» **PROBLEM**
Write out the data again in full, keeping every character the same.

Dataset entries:
= = =
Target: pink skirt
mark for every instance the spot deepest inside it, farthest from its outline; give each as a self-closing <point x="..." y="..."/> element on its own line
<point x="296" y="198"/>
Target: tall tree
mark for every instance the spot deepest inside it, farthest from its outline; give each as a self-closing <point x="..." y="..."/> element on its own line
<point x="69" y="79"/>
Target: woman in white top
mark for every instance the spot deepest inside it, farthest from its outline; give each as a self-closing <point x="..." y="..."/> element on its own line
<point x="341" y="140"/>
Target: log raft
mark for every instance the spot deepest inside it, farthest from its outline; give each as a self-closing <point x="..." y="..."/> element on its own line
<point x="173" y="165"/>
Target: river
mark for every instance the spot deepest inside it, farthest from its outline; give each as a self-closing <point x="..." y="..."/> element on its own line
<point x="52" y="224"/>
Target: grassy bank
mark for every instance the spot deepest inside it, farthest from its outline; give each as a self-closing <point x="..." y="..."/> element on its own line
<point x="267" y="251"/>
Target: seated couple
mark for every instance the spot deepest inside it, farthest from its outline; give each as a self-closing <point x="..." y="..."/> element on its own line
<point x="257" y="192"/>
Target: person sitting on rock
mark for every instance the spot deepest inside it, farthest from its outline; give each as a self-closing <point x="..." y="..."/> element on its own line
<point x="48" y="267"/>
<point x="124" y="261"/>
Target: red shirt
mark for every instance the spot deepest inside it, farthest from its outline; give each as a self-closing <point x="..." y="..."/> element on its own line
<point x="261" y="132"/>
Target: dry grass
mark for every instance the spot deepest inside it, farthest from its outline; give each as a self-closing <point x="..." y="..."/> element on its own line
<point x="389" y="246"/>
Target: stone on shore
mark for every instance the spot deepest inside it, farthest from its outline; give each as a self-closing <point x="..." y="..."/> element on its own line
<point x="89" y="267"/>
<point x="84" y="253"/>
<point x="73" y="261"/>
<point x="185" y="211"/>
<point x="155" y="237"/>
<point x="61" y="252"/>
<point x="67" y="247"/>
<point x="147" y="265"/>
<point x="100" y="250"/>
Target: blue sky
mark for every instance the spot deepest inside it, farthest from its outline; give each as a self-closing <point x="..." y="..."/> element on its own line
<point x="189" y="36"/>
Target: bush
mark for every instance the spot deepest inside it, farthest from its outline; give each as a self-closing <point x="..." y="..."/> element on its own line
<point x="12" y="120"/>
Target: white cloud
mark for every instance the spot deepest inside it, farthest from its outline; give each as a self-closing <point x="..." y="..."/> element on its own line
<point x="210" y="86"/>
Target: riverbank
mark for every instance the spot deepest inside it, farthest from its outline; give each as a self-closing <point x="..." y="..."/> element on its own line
= = =
» **YOUR SOLUTION**
Target: pink skirt
mark for every instance the spot deepest inside it, farthest from its outline; give each as a self-closing <point x="..." y="..."/> element on its own line
<point x="296" y="198"/>
Target: tall tree
mark for every instance the spot deepest inside it, farthest from its outline; give each as a self-closing <point x="..." y="..."/> element on its own line
<point x="69" y="79"/>
Target: woman in white top
mark for every instance the spot deepest inside it, farthest from its outline; give each as a self-closing <point x="..." y="..."/> element on its own line
<point x="341" y="140"/>
Target: log raft
mark for every instance the spot deepest inside it, farthest from its outline; give each as a self-closing <point x="..." y="..."/> element on its own line
<point x="173" y="165"/>
Target: river
mark for every instance the spot deepest inside it, farthest from its outline; give each as a self-closing <point x="..." y="..."/> element on its own line
<point x="52" y="224"/>
Target: grassy bank
mark for every instance the spot deepest inside it, farthest from its outline; give each as a self-closing <point x="..." y="..."/> element on its own line
<point x="267" y="251"/>
Target: seated couple
mark for every instance the spot deepest inside it, farthest from its outline; give each as a self-closing <point x="..." y="..."/> element on its own line
<point x="257" y="192"/>
Target: person sitting on rock
mark for every instance the spot deepest inside it, farthest from its outline; give each as a self-closing <point x="..." y="..."/> element on its own line
<point x="48" y="267"/>
<point x="124" y="261"/>
Target: red shirt
mark for every instance the spot deepest inside it, farthest from its outline; give each as a self-closing <point x="..." y="..."/> element on its own line
<point x="261" y="132"/>
Target: dry grass
mark for every instance the spot deepest inside it, farthest from its outline; give each as a self-closing <point x="..." y="..."/> element on its own line
<point x="389" y="246"/>
Target: stone on shore
mark for every instance the spot deepest inside it, farthest from its outline; give each as a self-closing <point x="..." y="..."/> element on its own line
<point x="89" y="267"/>
<point x="84" y="253"/>
<point x="73" y="261"/>
<point x="185" y="211"/>
<point x="155" y="237"/>
<point x="61" y="252"/>
<point x="67" y="247"/>
<point x="147" y="265"/>
<point x="100" y="250"/>
Target: blue sky
mark for every instance the spot deepest inside it, farthest from its outline; give each as a self-closing <point x="..." y="..."/> element on its own line
<point x="189" y="36"/>
Target: bush
mark for every instance the spot deepest inside it, farthest from its outline; give each as a self-closing <point x="..." y="..."/> element on its own line
<point x="12" y="120"/>
Target: white cloud
mark for every instance the spot deepest inside it, farthest from its outline; give each as a self-closing <point x="..." y="..."/> element on its own line
<point x="210" y="86"/>
Target: riverbank
mark for every instance the spot deepest inside it, farthest from its outline; give each as a self-closing <point x="..." y="..."/> element on its own line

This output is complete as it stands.